:: WHAT IS ASKED ::
Copy out each line of the listing below that contains the word "white".

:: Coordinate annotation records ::
::::::
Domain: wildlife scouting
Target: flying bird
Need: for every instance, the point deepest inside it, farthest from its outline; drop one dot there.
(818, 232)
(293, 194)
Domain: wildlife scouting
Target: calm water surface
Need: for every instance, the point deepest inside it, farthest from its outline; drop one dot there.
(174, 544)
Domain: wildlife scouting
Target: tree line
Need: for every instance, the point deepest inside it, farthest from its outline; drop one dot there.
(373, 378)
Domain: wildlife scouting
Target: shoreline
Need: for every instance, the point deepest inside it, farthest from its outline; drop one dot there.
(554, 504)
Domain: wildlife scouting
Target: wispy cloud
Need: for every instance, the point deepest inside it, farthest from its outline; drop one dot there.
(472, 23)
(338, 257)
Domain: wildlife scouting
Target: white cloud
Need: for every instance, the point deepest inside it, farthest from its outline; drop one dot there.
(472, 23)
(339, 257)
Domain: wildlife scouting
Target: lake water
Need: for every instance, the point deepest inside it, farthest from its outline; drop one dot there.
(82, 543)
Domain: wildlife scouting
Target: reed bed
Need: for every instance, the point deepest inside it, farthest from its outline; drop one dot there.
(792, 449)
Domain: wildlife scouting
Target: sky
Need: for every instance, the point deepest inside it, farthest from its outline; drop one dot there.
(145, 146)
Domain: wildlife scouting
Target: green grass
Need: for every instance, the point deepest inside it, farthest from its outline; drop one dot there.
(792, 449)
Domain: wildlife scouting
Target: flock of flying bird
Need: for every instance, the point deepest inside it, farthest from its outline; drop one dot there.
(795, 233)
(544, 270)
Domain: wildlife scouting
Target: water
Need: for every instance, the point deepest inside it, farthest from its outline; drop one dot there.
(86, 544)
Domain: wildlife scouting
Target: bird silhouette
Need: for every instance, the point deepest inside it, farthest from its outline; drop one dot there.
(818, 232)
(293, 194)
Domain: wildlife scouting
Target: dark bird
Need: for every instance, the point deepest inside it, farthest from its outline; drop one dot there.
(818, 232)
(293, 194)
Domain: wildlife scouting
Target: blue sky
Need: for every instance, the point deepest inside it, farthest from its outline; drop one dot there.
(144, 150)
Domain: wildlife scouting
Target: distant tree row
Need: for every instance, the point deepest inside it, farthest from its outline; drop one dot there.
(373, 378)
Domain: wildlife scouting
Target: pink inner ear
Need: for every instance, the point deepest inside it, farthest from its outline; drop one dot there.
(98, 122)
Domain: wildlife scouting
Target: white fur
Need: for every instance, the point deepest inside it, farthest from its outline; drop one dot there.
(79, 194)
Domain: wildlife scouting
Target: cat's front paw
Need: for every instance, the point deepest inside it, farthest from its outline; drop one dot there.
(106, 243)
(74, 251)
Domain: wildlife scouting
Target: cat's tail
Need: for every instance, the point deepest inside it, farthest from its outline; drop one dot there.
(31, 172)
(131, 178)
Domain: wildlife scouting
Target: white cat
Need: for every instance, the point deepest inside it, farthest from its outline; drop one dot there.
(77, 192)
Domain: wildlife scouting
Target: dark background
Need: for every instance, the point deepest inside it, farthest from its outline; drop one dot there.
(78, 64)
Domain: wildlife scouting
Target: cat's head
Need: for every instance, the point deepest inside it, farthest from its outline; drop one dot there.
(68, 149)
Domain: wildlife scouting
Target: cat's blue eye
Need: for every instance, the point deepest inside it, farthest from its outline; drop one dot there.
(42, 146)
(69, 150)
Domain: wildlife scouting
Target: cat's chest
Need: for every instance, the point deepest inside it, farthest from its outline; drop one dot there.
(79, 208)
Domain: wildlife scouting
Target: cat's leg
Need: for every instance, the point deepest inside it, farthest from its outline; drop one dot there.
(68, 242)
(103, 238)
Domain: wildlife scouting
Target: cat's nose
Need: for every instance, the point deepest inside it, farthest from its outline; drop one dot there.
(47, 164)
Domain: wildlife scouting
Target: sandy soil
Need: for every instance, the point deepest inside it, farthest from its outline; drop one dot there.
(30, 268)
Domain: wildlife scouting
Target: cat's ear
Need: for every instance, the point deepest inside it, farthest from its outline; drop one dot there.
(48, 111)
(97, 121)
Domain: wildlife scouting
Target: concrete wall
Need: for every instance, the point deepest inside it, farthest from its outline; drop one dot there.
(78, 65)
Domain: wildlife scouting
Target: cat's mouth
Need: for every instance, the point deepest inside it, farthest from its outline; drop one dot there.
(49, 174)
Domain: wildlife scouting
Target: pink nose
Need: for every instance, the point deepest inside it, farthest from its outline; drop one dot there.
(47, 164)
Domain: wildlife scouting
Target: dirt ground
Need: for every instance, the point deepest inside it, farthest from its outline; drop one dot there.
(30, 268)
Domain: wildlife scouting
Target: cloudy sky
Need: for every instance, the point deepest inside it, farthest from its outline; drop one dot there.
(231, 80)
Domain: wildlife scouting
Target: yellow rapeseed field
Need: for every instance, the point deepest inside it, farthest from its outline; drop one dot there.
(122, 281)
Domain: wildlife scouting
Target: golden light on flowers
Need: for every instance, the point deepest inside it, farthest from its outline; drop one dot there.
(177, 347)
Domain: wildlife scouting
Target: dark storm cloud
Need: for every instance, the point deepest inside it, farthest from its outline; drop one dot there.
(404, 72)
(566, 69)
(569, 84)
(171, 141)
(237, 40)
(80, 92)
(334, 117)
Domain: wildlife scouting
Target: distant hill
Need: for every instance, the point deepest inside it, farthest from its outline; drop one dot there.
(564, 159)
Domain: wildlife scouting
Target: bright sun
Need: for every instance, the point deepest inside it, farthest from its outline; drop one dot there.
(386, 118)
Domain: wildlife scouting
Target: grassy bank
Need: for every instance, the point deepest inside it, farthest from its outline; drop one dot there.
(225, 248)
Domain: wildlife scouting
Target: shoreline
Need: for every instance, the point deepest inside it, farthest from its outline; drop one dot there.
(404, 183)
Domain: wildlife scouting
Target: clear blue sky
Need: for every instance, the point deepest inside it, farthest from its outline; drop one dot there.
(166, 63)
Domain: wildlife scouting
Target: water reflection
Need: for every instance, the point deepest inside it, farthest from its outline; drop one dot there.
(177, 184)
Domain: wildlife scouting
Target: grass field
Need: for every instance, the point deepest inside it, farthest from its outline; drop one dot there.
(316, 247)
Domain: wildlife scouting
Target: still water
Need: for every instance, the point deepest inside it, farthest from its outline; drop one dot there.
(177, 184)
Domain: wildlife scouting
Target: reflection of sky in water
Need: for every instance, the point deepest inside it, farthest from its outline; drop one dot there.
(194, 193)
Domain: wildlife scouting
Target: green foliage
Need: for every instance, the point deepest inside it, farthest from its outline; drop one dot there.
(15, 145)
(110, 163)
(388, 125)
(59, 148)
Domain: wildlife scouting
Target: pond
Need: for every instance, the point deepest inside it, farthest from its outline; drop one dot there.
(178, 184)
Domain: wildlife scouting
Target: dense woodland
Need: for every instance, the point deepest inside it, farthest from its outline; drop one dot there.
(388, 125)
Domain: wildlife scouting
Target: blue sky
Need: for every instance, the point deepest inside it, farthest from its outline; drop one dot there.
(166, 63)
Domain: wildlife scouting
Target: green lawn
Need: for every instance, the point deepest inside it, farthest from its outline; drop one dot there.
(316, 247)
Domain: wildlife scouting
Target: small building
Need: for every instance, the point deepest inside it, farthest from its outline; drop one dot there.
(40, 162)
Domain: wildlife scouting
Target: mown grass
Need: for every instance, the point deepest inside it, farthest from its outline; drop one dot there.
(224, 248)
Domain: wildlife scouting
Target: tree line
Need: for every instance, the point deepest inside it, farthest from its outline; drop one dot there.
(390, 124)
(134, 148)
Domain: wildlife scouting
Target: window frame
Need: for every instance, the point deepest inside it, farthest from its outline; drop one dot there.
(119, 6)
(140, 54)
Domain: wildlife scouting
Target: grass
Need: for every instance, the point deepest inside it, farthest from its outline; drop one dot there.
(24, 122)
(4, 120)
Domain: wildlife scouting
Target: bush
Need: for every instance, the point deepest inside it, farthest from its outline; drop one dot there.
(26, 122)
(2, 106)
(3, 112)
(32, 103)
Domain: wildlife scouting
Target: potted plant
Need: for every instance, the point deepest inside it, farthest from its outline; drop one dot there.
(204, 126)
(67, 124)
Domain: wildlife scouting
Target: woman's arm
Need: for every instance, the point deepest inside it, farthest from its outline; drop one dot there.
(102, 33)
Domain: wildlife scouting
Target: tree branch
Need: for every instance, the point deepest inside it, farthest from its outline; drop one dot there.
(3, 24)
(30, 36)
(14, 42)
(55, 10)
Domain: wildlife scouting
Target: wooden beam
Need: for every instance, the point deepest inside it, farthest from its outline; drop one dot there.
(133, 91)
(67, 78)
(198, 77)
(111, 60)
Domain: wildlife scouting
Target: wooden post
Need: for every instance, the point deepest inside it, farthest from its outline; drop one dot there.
::::::
:: PROBLEM SOLUTION ::
Target: white cloud
Target: white fur
Target: white cat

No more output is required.